**AIM OF THE EXERCISE**
Reproduce word for word the lines of the listing below, from the line containing "Camera-trap tally: mark every instance of the man's ear" through the end of the listing.

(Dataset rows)
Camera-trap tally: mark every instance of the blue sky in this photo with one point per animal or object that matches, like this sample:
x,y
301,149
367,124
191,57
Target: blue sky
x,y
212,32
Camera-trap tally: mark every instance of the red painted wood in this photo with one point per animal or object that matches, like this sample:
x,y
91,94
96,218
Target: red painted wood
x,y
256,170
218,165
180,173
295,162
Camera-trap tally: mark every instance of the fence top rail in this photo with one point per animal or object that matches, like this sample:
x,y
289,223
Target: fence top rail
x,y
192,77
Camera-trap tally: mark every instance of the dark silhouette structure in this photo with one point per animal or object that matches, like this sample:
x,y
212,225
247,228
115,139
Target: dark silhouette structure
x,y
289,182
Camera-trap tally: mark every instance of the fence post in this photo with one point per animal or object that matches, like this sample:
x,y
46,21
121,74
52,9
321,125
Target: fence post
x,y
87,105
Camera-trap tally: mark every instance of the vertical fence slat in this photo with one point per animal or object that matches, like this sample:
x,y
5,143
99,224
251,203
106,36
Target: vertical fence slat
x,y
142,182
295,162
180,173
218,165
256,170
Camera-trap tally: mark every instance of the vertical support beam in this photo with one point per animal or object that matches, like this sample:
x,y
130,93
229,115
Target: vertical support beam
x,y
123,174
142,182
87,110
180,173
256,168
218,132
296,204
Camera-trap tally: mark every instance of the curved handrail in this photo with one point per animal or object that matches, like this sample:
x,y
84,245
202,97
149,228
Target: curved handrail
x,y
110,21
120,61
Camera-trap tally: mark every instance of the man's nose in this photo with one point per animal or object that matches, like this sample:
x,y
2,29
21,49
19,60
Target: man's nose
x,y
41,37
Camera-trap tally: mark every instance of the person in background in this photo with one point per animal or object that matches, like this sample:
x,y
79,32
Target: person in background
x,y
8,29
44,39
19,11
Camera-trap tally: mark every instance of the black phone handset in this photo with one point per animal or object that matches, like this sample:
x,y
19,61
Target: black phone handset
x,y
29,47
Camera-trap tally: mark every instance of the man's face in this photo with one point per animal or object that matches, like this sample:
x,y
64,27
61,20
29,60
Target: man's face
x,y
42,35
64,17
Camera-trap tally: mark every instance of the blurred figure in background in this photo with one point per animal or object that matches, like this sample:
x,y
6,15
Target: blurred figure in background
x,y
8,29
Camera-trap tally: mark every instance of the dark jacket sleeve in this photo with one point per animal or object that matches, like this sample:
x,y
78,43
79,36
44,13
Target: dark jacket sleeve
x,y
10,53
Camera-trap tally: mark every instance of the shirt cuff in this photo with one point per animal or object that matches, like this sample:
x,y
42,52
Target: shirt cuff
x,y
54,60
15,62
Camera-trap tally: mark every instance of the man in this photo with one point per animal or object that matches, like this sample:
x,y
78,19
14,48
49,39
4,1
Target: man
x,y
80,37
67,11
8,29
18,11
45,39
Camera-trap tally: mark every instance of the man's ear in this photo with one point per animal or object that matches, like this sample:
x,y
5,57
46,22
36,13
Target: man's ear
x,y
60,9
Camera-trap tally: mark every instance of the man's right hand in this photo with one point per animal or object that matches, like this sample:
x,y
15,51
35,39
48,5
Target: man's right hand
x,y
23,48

**EXERCISE SOLUTION**
Camera-trap tally: mark every instance of the man's ear in this photo with one point per animal or object that matches, like this sample:
x,y
5,57
46,22
36,13
Target: man's ear
x,y
60,9
Camera-trap tally: mark every instance of the man's right hand in this photo with one point per animal or object that matches, like this sample:
x,y
15,51
35,39
48,5
Target: man's right hand
x,y
23,48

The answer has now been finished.